→ **Énoncé du problème A**: Rassemblez toutes les lignes des enregistrements qui contiennent le mot « white » et recopiez-les telles quelles.

→ **Extrait à lire**:
Effectuer ce travail de recherche sur ce thème va me permettre de démontrer mes compétences d’élaboration, de gestion et de transmission de l’information nécessaires au travail en équipe pluri professionnelle.

Dans un premier temps, je propose de me pencher sur l’origine des événements socio historiques qui ont amené les victimes à prendre crescendo une place importante dans notre Société. Puis je définirai la victime sur le plan juridique en France, et nommerai les éventuelles conséquences d’un tel fonctionnement, tant sur le plan de la justice en elle-même, que sur le plan psychologique pour les victimes. Dans une troisième partie, je relaterai le rôle qu’occupent les medias dans l’encouragement à cette attitude de victimisation. Je conclurai en faisant le lien avec mon métier de monitrice-éducatrice, et en me positionnant face à cette posture de victimisation dans laquelle il peut être dangereux d’enfermer les personnes accompagnées.

I) Victimes, de la honte à la gloire

1) Point de départ : La Seconde Guerre Mondiale

Dans son livre la concurrence des victimes, Jean-Michel Chaumont, chercheur au fonds national de la recherche scientifique belge et professeur de sociologie historique à l’université de Louvain, relate l’histoire et les raisons de l’évolution du statut de victime dans notre société, d’un point de vue socio historique. Il indique que le commencement de la concurrence des victimes, observée aujourd’hui dans nos sociétés est la seconde guerre mondiale. Son travail de recueil des témoignages de rescapés atteste non seulement de la dimension honteuse d’être Juif que leur faisaient intérioriser les nazis, mais aussi de l’inégalité de traitement entre Juifs et Résistants dans les camps: « Les humiliations réservées aux juifs étaient plus graves que pour les autres » . L’inégalité de rôle revendiquée par les déportés politiques (résistants) et donc un certain mépris à l’égard des Juifs sont également mis en exergue, notamment par Simone Veil, déportée raciale : « Les résistants eux-mêmes […] tenaient beaucoup dans les camps à marquer la différence. Ils étaient des combattants volontaires, non des victimes auxquelles on a souvent reproché leur passivité » . Après la libération, ces accusations d’ « apathie » des Juifs continuèrent: « A l’époque, on ne donnait même pas la parole aux rescapés de la déportation raciale ; Ils étaient purement et simplement ignorés par ceux-là même qui étaient censés défendre leurs intérêts et parler en leur nom » , au point que deux statuts légaux différents selon l’origine, résistante ou « raciale » virent le jour. Si on se réfère aux informations récoltées et à l’analyse qu’en fait l’auteur, la résistance était commémorée, alors que le sort des Juifs était occulté, tant par une partie des Juifs eux-mêmes, qui après des années de stigmatisation n’aspiraient qu’à tourner la page et se fondre dans la masse, que par le reste de la population : « Je me rendis compte que nous avions honte de ceux qui avaient été torturés, abattus et brûlés.[…] Inconsciemment, nous avions accepté la vision nazie selon laquelle les Juifs étaient des sous-hommes » . La destruction de leur identité par les nazis, et le manque de reconnaissance des résistants et de la population attisa au fil du temps leur ressentiment.

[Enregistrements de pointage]

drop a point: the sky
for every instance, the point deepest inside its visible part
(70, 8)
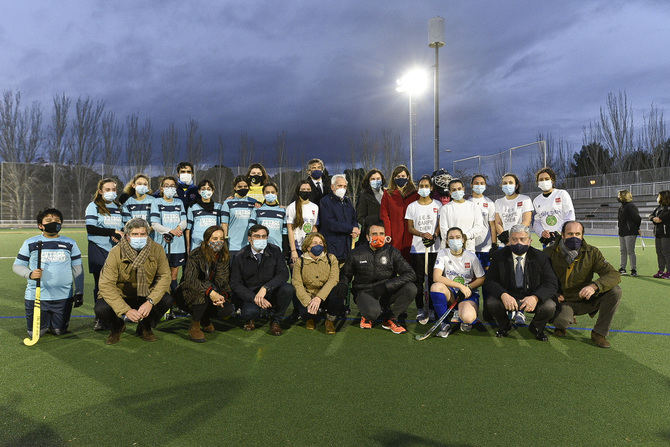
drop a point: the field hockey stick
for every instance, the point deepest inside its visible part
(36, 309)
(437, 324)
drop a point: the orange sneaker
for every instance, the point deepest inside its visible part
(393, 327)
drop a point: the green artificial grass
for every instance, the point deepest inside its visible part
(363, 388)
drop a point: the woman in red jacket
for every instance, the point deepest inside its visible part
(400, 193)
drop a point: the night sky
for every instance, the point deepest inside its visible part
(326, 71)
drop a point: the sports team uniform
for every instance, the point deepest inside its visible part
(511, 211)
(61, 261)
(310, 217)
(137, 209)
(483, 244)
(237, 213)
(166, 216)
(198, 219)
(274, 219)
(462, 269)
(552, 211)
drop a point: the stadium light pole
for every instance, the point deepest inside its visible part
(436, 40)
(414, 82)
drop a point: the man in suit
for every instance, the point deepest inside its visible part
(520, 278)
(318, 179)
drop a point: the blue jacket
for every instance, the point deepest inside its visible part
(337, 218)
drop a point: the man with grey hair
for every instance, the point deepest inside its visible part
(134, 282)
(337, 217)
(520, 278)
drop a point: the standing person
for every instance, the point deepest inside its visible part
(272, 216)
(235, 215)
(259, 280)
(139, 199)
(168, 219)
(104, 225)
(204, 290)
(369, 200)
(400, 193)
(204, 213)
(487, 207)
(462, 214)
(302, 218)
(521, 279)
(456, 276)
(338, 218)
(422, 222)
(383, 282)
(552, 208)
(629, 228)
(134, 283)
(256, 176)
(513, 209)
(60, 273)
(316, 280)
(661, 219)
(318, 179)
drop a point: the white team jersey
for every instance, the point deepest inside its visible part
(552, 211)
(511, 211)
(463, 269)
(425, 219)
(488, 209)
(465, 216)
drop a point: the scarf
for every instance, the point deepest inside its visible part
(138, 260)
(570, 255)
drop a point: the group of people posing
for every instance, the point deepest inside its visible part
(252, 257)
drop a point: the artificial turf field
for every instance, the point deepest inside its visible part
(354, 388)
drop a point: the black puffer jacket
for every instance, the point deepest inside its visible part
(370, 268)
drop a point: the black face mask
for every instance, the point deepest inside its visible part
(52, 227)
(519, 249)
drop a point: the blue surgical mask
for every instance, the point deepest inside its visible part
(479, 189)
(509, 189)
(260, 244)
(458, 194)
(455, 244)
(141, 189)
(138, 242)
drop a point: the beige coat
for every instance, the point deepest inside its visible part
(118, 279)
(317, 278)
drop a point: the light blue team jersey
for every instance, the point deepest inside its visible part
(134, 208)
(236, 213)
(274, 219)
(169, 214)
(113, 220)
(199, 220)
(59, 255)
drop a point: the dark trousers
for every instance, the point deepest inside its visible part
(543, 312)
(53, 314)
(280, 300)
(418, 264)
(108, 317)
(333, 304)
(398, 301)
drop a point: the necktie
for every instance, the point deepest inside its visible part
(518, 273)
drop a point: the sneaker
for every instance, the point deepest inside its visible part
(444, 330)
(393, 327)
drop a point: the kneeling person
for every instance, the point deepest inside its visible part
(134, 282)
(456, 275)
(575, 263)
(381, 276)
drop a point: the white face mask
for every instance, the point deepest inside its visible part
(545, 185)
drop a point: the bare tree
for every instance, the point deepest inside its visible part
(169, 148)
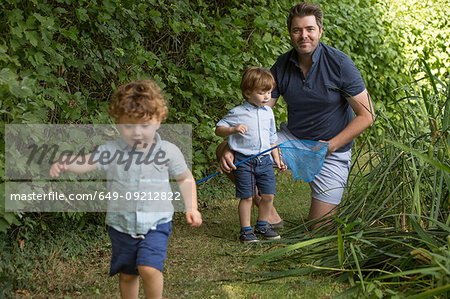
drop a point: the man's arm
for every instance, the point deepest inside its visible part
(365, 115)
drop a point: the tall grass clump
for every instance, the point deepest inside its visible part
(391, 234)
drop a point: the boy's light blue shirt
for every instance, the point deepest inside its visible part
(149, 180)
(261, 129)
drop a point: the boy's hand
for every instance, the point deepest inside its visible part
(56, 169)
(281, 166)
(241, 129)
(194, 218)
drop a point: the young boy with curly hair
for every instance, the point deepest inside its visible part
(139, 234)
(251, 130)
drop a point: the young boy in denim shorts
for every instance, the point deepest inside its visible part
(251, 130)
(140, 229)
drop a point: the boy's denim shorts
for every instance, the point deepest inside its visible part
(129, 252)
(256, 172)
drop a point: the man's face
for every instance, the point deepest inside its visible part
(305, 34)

--

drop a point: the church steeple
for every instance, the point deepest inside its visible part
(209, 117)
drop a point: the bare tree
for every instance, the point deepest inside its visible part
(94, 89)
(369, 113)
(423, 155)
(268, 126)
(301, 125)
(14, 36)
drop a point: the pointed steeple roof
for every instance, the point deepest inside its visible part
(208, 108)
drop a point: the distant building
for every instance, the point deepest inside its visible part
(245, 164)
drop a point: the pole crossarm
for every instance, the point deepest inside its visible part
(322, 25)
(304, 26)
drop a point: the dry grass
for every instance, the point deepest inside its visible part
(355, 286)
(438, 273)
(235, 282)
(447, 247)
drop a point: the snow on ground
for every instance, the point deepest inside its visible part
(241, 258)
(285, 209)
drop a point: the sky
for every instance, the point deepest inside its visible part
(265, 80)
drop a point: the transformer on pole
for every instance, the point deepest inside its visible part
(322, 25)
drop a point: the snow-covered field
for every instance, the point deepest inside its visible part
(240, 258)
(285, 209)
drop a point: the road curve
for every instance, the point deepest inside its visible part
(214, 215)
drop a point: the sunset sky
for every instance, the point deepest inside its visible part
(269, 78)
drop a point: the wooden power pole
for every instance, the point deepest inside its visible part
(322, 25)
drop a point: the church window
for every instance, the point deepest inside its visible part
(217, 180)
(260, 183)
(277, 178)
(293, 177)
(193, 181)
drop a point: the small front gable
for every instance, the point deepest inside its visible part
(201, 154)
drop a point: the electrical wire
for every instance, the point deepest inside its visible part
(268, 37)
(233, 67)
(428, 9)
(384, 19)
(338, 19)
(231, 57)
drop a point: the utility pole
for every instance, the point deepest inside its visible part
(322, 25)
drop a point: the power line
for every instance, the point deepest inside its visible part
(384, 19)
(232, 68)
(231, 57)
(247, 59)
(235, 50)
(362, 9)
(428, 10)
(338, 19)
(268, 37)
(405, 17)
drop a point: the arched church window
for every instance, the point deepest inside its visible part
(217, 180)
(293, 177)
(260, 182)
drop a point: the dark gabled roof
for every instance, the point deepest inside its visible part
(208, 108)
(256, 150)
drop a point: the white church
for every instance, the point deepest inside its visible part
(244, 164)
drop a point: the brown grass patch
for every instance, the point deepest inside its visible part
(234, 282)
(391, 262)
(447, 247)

→ **Énoncé du problème B**:
Dites si chacune des affirmations suivantes s'accorde avec l'extrait sur le statut de victime. Répondez par oui ou par non, puis citez à l'identique les mots de l'extrait qui tranchent.
(i) Jean-Michel Chaumont enseigne la sociologie historique à l'université de Louvain.
(ii) Un seul statut légal fut créé pour l'ensemble des déportés, quelle que soit leur origine.
(iii) La troisième partie annoncée traite du rôle des médias.

→ **Réponse rédigée A**:
drop a point: the white team jersey
drop a point: the white face mask
drop a point: the white church

→ **Réponse rédigée B**:
(i) Oui : « professeur de sociologie historique à l’université de Louvain ».
(ii) Non : « deux statuts légaux différents selon l’origine, résistante ou « raciale » virent le jour ».
(iii) Oui : « Dans une troisième partie, je relaterai le rôle qu’occupent les medias dans l’encouragement à cette attitude de victimisation ».